* _INSTRUCTION_: Reproduce the line that holds "of the older" together with all the lines after it up to the end of the entries.

* _MATERIAL FOR THE TASK_:
- - -

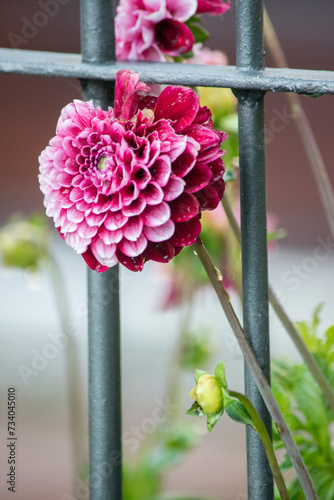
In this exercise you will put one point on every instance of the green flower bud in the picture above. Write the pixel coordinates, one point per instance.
(208, 394)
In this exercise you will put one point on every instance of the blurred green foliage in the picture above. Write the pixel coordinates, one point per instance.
(307, 413)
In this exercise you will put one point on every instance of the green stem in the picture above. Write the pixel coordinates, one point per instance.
(257, 373)
(266, 441)
(303, 126)
(307, 356)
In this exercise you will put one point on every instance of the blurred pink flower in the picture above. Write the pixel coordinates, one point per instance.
(128, 185)
(212, 7)
(146, 29)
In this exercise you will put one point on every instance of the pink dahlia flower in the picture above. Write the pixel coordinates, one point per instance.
(212, 7)
(128, 185)
(148, 29)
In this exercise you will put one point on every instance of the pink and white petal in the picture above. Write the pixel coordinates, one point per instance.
(132, 263)
(133, 248)
(186, 232)
(161, 170)
(133, 228)
(160, 233)
(184, 208)
(179, 104)
(85, 231)
(110, 236)
(182, 10)
(208, 198)
(198, 178)
(95, 219)
(74, 215)
(174, 188)
(126, 94)
(92, 263)
(76, 242)
(105, 254)
(153, 194)
(156, 215)
(136, 207)
(115, 221)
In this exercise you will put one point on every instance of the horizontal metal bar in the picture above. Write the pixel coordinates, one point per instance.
(55, 64)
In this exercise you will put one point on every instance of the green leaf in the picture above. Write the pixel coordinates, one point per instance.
(230, 175)
(236, 411)
(198, 374)
(200, 34)
(213, 419)
(220, 374)
(195, 410)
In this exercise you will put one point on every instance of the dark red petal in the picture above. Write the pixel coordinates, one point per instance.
(186, 232)
(197, 178)
(132, 263)
(92, 262)
(212, 7)
(184, 208)
(160, 252)
(179, 104)
(173, 37)
(208, 198)
(126, 94)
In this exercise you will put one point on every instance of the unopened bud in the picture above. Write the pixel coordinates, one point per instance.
(208, 394)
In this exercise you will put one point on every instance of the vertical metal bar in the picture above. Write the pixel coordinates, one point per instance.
(104, 399)
(250, 55)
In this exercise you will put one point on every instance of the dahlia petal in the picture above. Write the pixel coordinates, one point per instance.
(208, 198)
(186, 232)
(76, 194)
(132, 263)
(76, 242)
(179, 104)
(68, 129)
(110, 236)
(126, 94)
(71, 167)
(136, 207)
(74, 215)
(69, 147)
(95, 219)
(160, 233)
(64, 179)
(182, 10)
(168, 141)
(59, 159)
(90, 194)
(186, 161)
(184, 208)
(159, 252)
(92, 262)
(161, 170)
(133, 248)
(85, 231)
(133, 228)
(156, 215)
(174, 188)
(173, 37)
(104, 254)
(197, 178)
(115, 221)
(153, 194)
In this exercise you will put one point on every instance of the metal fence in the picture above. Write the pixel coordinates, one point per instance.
(96, 68)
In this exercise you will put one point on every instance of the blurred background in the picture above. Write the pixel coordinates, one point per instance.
(29, 112)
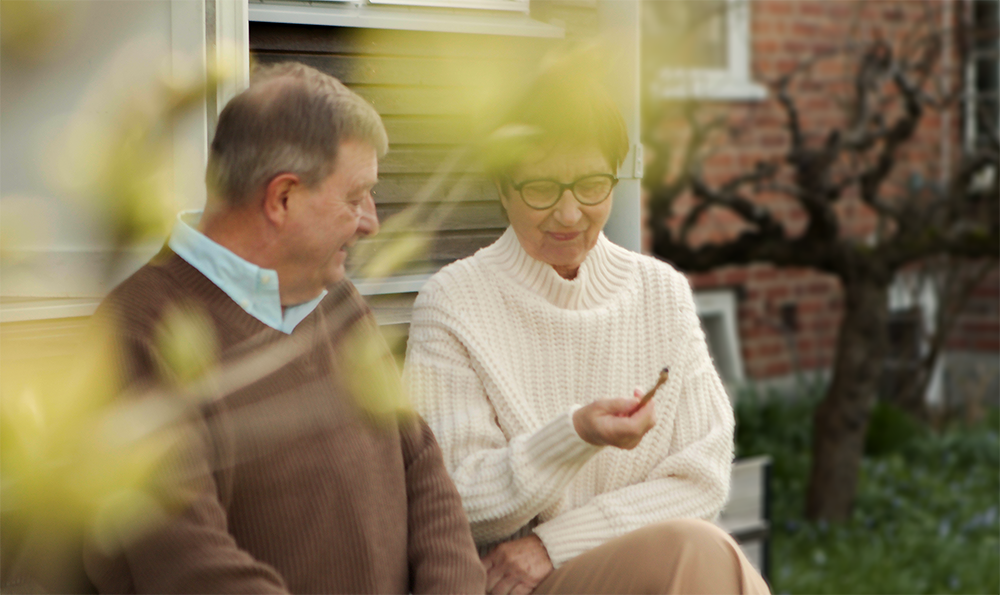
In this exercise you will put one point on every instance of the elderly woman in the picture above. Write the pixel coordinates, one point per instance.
(523, 359)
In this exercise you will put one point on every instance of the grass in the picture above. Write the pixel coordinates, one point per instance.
(927, 515)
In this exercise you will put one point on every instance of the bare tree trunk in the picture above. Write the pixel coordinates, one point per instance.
(841, 419)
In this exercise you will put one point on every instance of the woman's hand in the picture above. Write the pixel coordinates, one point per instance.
(615, 422)
(517, 567)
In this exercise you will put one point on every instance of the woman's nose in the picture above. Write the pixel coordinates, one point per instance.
(368, 224)
(567, 210)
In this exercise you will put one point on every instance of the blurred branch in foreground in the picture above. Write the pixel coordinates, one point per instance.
(828, 175)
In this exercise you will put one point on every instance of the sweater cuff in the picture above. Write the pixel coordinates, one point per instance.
(557, 443)
(573, 533)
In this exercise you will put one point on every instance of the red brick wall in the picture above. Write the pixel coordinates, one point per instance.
(784, 33)
(978, 329)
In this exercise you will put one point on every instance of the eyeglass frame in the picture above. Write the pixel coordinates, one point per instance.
(563, 188)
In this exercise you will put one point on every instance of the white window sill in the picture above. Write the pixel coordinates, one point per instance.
(25, 309)
(717, 310)
(707, 85)
(422, 15)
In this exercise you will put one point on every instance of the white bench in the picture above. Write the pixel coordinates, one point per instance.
(746, 515)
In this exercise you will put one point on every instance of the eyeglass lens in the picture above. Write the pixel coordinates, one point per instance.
(590, 190)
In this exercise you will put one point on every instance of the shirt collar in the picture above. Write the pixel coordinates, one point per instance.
(253, 288)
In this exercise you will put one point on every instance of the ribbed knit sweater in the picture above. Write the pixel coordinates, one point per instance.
(292, 488)
(502, 350)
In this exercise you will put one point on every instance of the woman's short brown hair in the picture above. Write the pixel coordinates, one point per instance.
(291, 119)
(564, 104)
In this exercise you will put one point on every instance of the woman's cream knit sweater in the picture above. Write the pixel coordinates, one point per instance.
(502, 350)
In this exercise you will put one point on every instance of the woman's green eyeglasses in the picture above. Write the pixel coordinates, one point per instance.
(588, 190)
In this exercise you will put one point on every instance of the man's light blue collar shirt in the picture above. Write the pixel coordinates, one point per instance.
(253, 288)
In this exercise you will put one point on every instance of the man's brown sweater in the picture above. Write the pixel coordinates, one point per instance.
(292, 487)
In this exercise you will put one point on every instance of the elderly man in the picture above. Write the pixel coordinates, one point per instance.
(291, 485)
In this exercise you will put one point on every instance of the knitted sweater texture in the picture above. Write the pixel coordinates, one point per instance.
(502, 350)
(291, 486)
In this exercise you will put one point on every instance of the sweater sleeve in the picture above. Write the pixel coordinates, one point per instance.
(441, 552)
(691, 479)
(503, 483)
(192, 551)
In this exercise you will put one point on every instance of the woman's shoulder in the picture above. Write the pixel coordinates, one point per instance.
(659, 275)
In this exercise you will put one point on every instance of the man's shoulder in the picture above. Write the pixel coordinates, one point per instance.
(136, 304)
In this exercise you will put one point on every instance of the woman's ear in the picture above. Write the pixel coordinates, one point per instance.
(501, 186)
(278, 194)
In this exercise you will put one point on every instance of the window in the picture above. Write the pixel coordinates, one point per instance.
(717, 311)
(698, 49)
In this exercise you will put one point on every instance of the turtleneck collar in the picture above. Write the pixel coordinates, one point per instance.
(606, 271)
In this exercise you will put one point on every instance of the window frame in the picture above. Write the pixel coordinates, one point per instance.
(733, 83)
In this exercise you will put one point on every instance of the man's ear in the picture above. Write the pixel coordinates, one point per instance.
(277, 195)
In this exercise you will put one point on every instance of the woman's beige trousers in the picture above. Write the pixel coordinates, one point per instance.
(681, 557)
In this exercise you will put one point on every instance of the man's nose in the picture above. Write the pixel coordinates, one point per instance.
(368, 224)
(567, 211)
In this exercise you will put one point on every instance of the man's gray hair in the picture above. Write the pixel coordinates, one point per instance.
(291, 119)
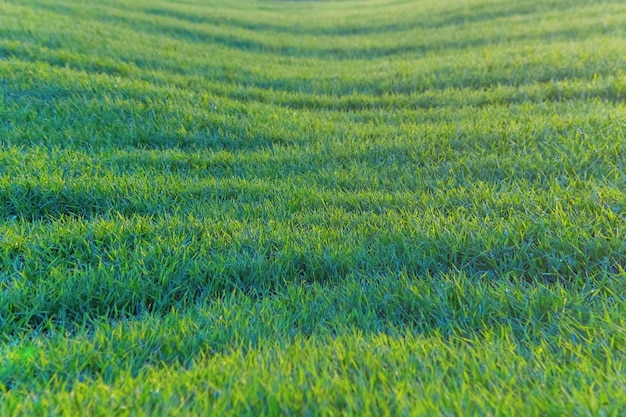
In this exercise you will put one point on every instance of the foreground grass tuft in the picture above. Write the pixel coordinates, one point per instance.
(312, 208)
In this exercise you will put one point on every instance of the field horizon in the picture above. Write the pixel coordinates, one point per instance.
(379, 207)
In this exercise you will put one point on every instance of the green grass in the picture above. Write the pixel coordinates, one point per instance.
(312, 208)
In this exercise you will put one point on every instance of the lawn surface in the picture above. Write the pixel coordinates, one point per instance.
(380, 207)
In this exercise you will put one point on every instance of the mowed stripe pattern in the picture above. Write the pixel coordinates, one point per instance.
(398, 206)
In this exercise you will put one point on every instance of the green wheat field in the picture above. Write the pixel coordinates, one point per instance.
(312, 208)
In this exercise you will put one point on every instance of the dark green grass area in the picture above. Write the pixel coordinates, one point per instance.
(312, 208)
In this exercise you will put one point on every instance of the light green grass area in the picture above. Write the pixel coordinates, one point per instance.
(379, 207)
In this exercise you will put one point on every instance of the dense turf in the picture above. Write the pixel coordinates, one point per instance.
(312, 208)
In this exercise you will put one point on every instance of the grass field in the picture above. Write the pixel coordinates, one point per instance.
(379, 207)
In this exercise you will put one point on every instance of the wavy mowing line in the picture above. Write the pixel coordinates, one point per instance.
(569, 88)
(415, 43)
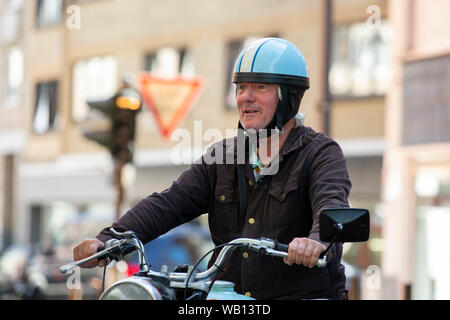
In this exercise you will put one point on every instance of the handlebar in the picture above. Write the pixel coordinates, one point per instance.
(115, 248)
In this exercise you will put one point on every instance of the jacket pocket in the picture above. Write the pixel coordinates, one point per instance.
(226, 207)
(284, 207)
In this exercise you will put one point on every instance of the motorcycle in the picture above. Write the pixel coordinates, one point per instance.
(336, 225)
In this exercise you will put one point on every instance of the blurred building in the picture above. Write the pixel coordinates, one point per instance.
(56, 54)
(416, 171)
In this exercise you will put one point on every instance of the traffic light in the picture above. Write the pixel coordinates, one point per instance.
(115, 128)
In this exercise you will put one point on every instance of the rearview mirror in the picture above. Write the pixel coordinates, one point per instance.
(344, 225)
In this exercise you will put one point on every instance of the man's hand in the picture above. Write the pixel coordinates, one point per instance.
(87, 248)
(304, 251)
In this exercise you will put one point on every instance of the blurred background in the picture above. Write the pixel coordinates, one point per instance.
(380, 86)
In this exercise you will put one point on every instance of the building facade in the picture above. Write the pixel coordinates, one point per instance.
(56, 54)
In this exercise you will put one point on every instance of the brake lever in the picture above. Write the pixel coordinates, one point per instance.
(110, 247)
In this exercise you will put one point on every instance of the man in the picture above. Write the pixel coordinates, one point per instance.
(275, 192)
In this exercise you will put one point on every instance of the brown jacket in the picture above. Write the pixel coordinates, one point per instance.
(312, 175)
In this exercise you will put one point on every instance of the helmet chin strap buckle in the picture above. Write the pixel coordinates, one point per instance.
(279, 131)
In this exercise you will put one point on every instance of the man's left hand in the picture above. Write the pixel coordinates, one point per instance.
(304, 251)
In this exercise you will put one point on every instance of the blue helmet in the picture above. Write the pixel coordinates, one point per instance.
(271, 60)
(277, 61)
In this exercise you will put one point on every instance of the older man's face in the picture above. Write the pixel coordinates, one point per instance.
(257, 103)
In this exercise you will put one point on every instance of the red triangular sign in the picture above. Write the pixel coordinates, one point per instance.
(168, 100)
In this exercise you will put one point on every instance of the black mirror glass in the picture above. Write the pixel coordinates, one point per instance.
(344, 225)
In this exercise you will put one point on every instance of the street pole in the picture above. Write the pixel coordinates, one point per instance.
(118, 186)
(326, 47)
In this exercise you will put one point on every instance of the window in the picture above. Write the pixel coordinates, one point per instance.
(13, 78)
(10, 20)
(46, 107)
(49, 12)
(170, 62)
(360, 64)
(93, 78)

- - -

* _RESPONSE TO THE TASK_:
In this exercise you will put one point on every instance of the older man's face in the picture above. Write the pixel coordinates, one point per instance.
(257, 103)
In this exercise you will put one point on every instance of the red triangular sign in the picture above. Write the pixel coordinates, one point per instance.
(168, 100)
In this exercise you will put one point on every instance of the black mirror glass in the picture above. Write the pixel coordinates, one point per instance.
(344, 225)
In this exercise you will put one point on every instance of the street pole in the picture above. Write the pixel coordinates, one point per instance.
(118, 186)
(326, 47)
In this exercise you will put one point on every instance of the window in the picture above. Write the pixel coordinates, one point per instance.
(13, 78)
(10, 20)
(46, 107)
(49, 12)
(170, 62)
(360, 64)
(93, 78)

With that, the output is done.